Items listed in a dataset
○ ○ ○ ○ ○ ○ ○
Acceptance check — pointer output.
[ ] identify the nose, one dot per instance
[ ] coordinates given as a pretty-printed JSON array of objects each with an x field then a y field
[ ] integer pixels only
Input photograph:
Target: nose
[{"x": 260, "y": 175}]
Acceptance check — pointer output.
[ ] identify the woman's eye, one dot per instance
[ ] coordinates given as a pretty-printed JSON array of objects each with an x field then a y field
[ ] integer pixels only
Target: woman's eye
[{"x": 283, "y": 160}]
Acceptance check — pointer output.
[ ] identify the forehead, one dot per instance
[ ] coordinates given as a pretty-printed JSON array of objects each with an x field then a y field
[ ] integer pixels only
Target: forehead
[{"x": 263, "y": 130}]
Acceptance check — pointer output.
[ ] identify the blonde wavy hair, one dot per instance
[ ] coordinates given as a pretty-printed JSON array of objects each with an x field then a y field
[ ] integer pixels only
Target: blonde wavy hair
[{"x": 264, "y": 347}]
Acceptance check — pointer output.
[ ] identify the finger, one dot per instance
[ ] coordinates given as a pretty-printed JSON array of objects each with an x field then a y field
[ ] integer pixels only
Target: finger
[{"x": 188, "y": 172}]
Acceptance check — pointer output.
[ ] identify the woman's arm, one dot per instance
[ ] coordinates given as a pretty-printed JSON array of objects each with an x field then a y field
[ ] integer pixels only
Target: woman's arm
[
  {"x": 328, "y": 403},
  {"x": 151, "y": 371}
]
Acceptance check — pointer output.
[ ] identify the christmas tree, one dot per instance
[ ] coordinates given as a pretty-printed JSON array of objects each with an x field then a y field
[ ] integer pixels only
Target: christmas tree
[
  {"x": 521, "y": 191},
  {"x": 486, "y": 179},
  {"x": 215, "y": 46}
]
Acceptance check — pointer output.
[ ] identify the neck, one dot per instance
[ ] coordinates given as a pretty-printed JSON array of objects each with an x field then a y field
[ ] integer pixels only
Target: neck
○ ○ ○ ○ ○ ○ ○
- WHAT IS BEING ASKED:
Down to the last line, repeat the data exactly.

- TASK SOLUTION:
Acceptance check — pointer output.
[ ] identify the nose, one dot per instance
[ ] coordinates given as a pretty-printed JSON array of objects each with an x field then a y field
[ ] integer pixels only
Input photograph:
Target: nose
[{"x": 260, "y": 175}]
Acceptance check — pointer output.
[ ] identify the woman's eye, one dot per instance
[ ] coordinates given as a pretty-printed JSON array of objects each with an x field then a y field
[ ] integer pixels only
Target: woman's eye
[{"x": 283, "y": 160}]
Acceptance check — pointer output.
[ ] identify the forehead, one dot per instance
[ ] coordinates given as a pretty-printed JSON array of objects each with an x field then a y field
[ ] integer pixels only
Target: forehead
[{"x": 263, "y": 130}]
Acceptance check — pointer output.
[ ] identify the blonde wavy hair, one dot per instance
[ ] coordinates given as a pretty-printed JSON array of objects each with an x field then a y field
[ ] integer pixels only
Target: blonde wavy hair
[{"x": 264, "y": 347}]
Acceptance check — pointer output.
[ ] identify the finger, one dot per instance
[ ] coordinates given as a pretty-printed JSON array of objects each with an x field then a y field
[ ] integer pixels only
Target: finger
[{"x": 188, "y": 172}]
Acceptance check — pointer output.
[ ] identify the woman's arm, one dot per instance
[ ] coordinates given as a pretty-printed JSON array of objects each with an x field then a y field
[ ] integer pixels only
Target: woman's arm
[
  {"x": 328, "y": 403},
  {"x": 151, "y": 371}
]
Acceptance check — pointer output.
[ ] identify the christmas tree, one dot per instance
[ ] coordinates given as a pretty-printed JSON array of objects each with an x field then a y field
[ ] integer pixels only
Target: christmas tree
[
  {"x": 521, "y": 191},
  {"x": 486, "y": 179},
  {"x": 215, "y": 46}
]
Acceptance check — pointer output.
[ ] identify the neck, one dot per instance
[ ] coordinates given as a pretty-printed JSON array of objects each with an x field then a y field
[ ] integer pixels only
Target: neck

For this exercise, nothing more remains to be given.